ASSIGNMENT:
Within the data that follows, tally every line containing "basket". Provide only the tally.

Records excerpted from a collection
··········

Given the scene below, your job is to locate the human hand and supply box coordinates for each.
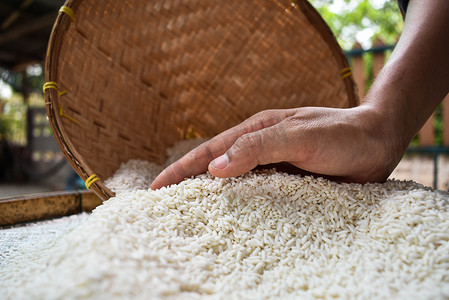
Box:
[152,0,449,190]
[151,104,405,189]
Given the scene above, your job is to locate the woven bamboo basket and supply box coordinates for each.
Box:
[45,0,359,200]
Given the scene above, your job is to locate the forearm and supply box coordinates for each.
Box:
[362,0,449,149]
[151,0,449,189]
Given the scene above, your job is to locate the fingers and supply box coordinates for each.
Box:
[150,109,295,189]
[208,122,290,178]
[150,144,213,190]
[150,123,252,189]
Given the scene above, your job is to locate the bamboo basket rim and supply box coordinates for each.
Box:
[45,0,111,199]
[44,0,359,200]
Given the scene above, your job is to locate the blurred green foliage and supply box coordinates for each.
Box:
[308,0,403,94]
[309,0,403,49]
[0,117,10,140]
[1,64,45,145]
[1,93,28,145]
[309,0,444,146]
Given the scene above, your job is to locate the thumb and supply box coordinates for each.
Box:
[208,124,288,178]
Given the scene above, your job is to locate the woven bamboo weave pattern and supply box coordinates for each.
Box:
[45,0,358,200]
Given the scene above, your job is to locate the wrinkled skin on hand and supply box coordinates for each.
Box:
[151,106,405,189]
[151,0,449,190]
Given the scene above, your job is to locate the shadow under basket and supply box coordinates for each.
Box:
[44,0,359,200]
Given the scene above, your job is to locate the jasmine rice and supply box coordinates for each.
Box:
[1,141,449,299]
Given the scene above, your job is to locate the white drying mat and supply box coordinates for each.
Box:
[0,213,90,266]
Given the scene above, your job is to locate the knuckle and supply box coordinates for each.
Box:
[239,133,262,149]
[203,146,214,161]
[252,110,269,119]
[232,132,264,163]
[187,143,214,162]
[218,132,236,150]
[246,111,277,132]
[172,160,188,178]
[187,148,203,162]
[259,110,284,128]
[162,165,179,184]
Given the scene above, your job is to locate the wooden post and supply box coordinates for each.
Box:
[372,37,385,80]
[443,93,449,146]
[351,42,365,101]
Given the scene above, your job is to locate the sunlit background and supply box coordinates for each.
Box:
[1,0,447,196]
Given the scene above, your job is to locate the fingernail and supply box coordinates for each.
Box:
[211,154,229,170]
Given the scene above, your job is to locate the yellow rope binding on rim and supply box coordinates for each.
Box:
[59,6,75,22]
[43,81,58,93]
[340,67,352,80]
[44,82,79,123]
[43,81,67,96]
[85,174,99,189]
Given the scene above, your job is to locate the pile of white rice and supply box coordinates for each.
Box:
[1,140,449,299]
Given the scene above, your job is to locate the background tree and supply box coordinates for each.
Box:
[309,0,404,49]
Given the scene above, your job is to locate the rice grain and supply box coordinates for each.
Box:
[1,140,449,299]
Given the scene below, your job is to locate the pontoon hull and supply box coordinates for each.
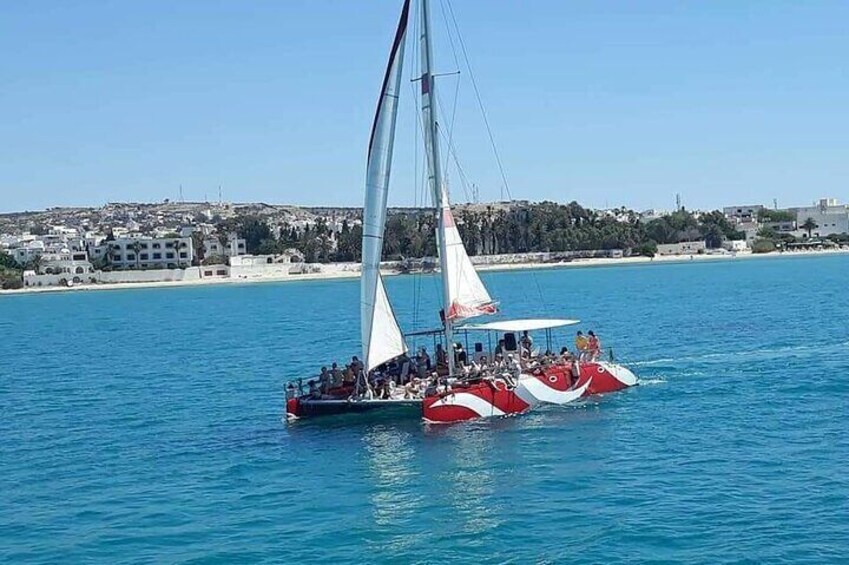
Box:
[421,361,638,423]
[579,362,638,395]
[422,379,532,423]
[422,370,592,423]
[286,397,422,421]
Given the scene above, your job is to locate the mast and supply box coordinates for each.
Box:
[419,0,455,376]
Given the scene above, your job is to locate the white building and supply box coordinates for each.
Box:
[722,240,749,252]
[203,233,246,259]
[656,241,707,256]
[723,205,764,221]
[733,220,761,243]
[11,240,46,265]
[94,236,194,270]
[792,198,849,237]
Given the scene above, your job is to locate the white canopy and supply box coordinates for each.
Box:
[460,318,580,333]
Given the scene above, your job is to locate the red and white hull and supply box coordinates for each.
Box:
[581,361,638,395]
[422,361,638,424]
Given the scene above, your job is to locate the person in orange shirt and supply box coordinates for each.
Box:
[574,331,589,362]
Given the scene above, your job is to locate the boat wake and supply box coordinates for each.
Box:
[637,378,666,386]
[629,340,848,369]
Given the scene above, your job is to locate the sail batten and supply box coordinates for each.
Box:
[361,0,410,373]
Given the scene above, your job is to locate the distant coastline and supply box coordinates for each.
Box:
[2,248,847,296]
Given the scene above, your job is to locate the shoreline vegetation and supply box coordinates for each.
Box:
[2,247,847,296]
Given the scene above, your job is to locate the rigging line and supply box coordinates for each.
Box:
[437,124,473,204]
[434,90,471,204]
[439,78,462,199]
[444,0,512,201]
[409,79,431,209]
[438,0,462,71]
[436,0,463,185]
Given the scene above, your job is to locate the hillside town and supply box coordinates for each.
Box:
[1,197,848,291]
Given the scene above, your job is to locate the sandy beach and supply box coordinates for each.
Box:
[2,248,848,296]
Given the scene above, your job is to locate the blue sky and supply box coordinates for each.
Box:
[1,0,846,213]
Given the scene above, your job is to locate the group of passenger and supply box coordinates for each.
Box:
[297,329,604,402]
[574,330,602,362]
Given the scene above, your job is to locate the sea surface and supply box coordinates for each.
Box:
[1,255,848,564]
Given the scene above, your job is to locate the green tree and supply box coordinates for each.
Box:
[0,251,17,270]
[751,239,776,253]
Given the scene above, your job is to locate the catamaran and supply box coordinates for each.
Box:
[285,0,637,423]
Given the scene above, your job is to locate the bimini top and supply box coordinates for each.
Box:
[460,318,580,333]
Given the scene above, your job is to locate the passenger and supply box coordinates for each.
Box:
[559,347,573,365]
[404,377,423,399]
[421,347,432,371]
[330,362,343,387]
[435,344,449,376]
[455,343,467,366]
[493,353,504,369]
[342,365,355,386]
[575,331,589,362]
[415,349,429,379]
[350,355,364,375]
[318,366,331,393]
[436,344,447,365]
[494,339,506,356]
[519,331,533,355]
[504,353,521,387]
[308,380,320,399]
[587,331,601,362]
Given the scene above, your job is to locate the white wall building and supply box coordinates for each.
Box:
[792,198,849,237]
[656,241,707,256]
[723,205,764,221]
[11,240,46,265]
[96,236,194,270]
[203,234,246,259]
[722,240,749,252]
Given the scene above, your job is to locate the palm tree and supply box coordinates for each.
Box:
[801,217,818,239]
[173,239,182,268]
[131,240,141,270]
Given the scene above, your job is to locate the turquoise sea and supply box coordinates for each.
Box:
[1,255,848,563]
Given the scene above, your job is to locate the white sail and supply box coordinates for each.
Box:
[438,188,498,321]
[361,0,410,373]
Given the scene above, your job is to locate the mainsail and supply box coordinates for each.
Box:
[361,0,410,373]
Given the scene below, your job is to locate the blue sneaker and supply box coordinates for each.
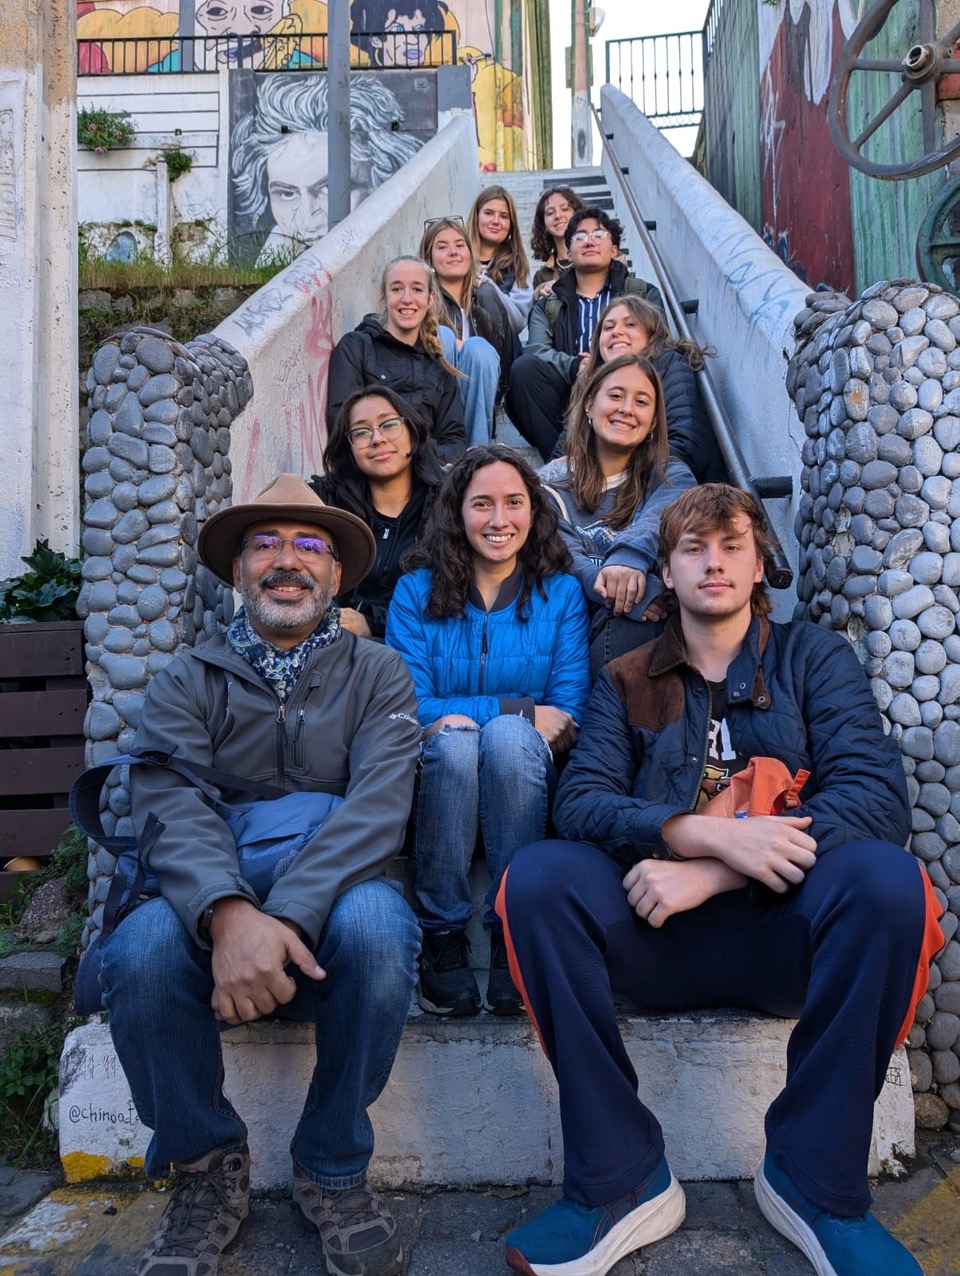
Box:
[754,1150,922,1275]
[504,1156,685,1275]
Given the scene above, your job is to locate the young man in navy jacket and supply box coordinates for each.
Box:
[498,483,942,1276]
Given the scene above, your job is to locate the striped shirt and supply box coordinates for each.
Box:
[576,286,613,354]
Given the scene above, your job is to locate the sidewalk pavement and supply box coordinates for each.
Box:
[0,1132,957,1276]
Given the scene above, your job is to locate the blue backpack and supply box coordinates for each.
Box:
[70,748,344,1015]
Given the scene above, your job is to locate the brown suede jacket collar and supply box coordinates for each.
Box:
[605,614,773,734]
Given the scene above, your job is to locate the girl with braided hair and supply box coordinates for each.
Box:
[326,256,466,464]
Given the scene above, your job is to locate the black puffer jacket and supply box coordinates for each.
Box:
[654,348,727,483]
[326,315,466,463]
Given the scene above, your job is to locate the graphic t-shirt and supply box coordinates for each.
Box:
[696,679,748,810]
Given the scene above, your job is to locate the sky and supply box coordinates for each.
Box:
[548,0,712,168]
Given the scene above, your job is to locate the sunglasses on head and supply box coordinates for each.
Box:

··········

RESULT:
3